─── SELECTED EXTRACT
I'm with the pillow people. I am a sprawler unless I have my arms wrapped around my favorite pillow (I call it "Professor Squish" because I'm a dork and it's nice and squishy). I've also noticed that if my fiance goes to bed before me, he'll steal Professor Squish and wrap HIS arms around it.

I'd get your fiancee a really nice body pillow to snuggle up with.
posted by tastybrains at 10:52 AM on July 27, 2006


This magically stopped for us a while back, and while I'm not certain what actually caused it, here are some possible causes:

- I became much more willing to simply push her over to her side, as forcefully as required. Don't make verbal requests, just nudge at first, and if that gets no response, manually relocate her as necessary. If she vocalizes, just burble/comfort back at her. She has never complained about this procedure after waking up.
- The pillow-in-between definitely made things a little more comfortable, and may have helped with the programming.
- Our mattress developed a hill in the middle and depressions on either side. This is where your inexpensive mattress may be a benefit, and the depressions may be reproducible by rotating the mattress instead of flipping it.
──────
─── INFORMATION GIVEN
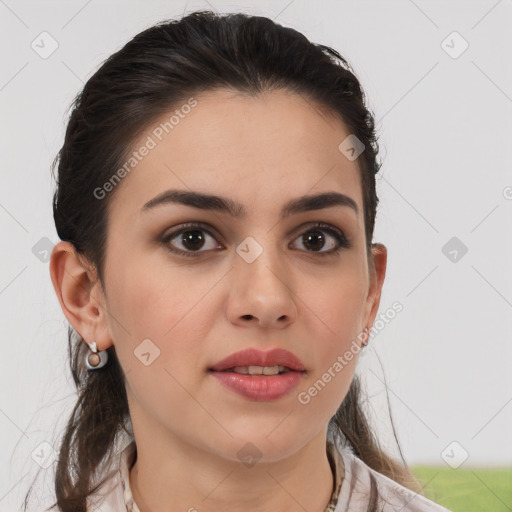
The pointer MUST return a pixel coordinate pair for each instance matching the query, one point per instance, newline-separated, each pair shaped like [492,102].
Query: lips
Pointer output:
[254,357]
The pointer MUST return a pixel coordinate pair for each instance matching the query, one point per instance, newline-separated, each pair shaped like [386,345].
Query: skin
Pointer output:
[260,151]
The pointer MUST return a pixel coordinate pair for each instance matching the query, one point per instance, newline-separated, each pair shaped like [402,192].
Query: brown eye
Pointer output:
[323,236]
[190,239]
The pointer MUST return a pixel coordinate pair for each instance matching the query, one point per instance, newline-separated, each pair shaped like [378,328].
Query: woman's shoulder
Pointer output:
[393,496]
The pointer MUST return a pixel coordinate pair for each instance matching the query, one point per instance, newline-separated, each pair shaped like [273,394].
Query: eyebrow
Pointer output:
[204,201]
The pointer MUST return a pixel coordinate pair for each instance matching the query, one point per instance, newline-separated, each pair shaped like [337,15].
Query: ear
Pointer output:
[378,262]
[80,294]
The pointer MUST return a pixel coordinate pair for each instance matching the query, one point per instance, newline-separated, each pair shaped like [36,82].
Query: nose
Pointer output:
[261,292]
──────
§ TASKS:
1) Condense the paragraph of the bed-sharing thread that begins "I'm with the pillow people" into a short bulleted list that keeps its main facts.
2) Answer these questions from the bed-sharing thread:
(a) What name does the first poster give the favorite pillow?
(b) When was the post signed by tastybrains made?
(c) According to the second post, what shape did the mattress develop?

§ TASK-BY-TASK SOLUTIONS:
1)
- The writer sprawls in bed unless hugging a favorite pillow.
- The pillow is called "Professor Squish" because it is squishy and the writer is "a dork."
- If the writer's fiance goes to bed first, he takes Professor Squish and wraps his arms around it.

2)
(a) Professor Squish.
(b) At 10:52 AM on July 27, 2006.
(c) A hill in the middle and depressions on either side.